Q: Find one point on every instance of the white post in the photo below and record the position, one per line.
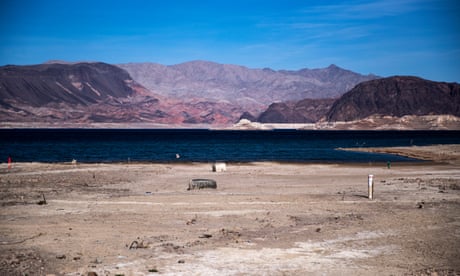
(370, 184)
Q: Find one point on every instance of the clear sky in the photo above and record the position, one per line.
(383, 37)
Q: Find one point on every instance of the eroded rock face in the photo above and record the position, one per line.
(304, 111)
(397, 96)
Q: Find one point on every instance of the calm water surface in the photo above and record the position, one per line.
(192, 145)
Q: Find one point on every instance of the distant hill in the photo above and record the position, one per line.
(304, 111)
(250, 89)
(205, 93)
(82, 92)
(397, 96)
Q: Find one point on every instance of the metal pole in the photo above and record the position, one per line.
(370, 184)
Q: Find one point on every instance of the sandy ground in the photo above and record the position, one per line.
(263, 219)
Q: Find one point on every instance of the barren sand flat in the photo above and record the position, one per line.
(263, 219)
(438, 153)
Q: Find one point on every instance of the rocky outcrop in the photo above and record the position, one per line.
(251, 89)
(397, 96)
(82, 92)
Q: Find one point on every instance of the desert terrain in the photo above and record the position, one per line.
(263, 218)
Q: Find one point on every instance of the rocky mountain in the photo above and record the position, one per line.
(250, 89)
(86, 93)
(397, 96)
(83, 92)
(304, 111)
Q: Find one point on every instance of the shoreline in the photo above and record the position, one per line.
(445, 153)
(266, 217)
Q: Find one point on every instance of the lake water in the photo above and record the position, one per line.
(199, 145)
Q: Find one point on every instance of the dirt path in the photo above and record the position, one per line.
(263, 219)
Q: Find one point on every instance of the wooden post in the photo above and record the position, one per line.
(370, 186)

---

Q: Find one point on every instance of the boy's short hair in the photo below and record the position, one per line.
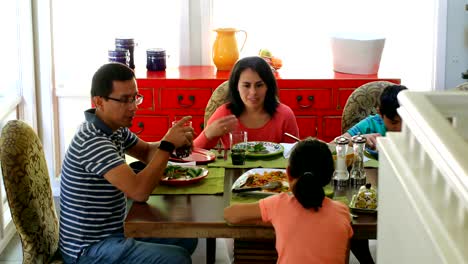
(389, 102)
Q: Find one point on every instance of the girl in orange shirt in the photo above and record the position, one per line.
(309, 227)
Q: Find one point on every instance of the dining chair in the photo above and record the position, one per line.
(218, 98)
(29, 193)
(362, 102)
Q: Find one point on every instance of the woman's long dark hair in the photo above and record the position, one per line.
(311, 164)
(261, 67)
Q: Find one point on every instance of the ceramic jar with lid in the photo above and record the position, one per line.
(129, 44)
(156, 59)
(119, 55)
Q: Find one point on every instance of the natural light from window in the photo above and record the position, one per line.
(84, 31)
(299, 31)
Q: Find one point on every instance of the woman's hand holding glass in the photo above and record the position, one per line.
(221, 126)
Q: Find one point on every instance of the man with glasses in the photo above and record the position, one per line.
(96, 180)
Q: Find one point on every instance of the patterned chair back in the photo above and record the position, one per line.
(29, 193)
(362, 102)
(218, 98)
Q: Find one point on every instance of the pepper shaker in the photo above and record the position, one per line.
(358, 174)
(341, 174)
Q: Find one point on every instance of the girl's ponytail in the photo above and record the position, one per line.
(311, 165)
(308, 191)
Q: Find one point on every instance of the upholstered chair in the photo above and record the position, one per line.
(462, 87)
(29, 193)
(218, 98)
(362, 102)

---

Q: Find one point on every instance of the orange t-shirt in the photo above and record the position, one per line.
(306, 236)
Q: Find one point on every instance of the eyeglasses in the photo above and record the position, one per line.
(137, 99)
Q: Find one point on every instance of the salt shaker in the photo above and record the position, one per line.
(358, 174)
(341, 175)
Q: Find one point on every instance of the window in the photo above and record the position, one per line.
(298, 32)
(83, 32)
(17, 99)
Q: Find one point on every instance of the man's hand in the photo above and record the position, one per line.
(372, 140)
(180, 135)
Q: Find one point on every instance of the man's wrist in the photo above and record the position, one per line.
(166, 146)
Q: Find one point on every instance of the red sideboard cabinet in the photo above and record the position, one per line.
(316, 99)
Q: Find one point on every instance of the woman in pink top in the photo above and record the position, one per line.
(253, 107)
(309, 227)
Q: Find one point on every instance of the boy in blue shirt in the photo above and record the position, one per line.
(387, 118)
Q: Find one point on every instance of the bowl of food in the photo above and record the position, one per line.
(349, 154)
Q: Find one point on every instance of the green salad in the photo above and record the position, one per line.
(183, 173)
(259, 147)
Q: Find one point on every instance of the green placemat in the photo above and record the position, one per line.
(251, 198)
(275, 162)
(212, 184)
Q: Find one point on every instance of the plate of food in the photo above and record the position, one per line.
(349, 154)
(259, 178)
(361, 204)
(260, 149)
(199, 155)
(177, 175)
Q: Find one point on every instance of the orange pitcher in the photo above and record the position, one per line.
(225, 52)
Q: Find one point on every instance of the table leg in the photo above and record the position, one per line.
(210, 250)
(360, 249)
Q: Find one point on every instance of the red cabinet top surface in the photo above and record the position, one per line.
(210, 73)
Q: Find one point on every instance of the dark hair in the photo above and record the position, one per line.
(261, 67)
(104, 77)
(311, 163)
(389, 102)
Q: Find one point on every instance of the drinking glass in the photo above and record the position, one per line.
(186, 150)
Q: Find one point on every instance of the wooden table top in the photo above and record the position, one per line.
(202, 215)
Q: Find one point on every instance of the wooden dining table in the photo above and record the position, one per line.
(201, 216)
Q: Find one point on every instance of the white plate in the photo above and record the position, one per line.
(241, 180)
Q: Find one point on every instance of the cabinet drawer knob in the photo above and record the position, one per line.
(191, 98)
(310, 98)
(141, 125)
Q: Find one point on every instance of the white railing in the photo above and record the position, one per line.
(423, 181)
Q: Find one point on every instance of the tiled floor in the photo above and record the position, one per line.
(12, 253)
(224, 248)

-- WHAT IS REQUIRED --
Which lines in the rows above contain the word "water"? Copy each of them in full.

-- SOLUTION TO THIS EXERCISE --
Q: Find one point on every instance of the calm water surface in the photo above and record the position, one per line.
Q: Find one point on every instance of the lake water in the photo above and record the position, one per line.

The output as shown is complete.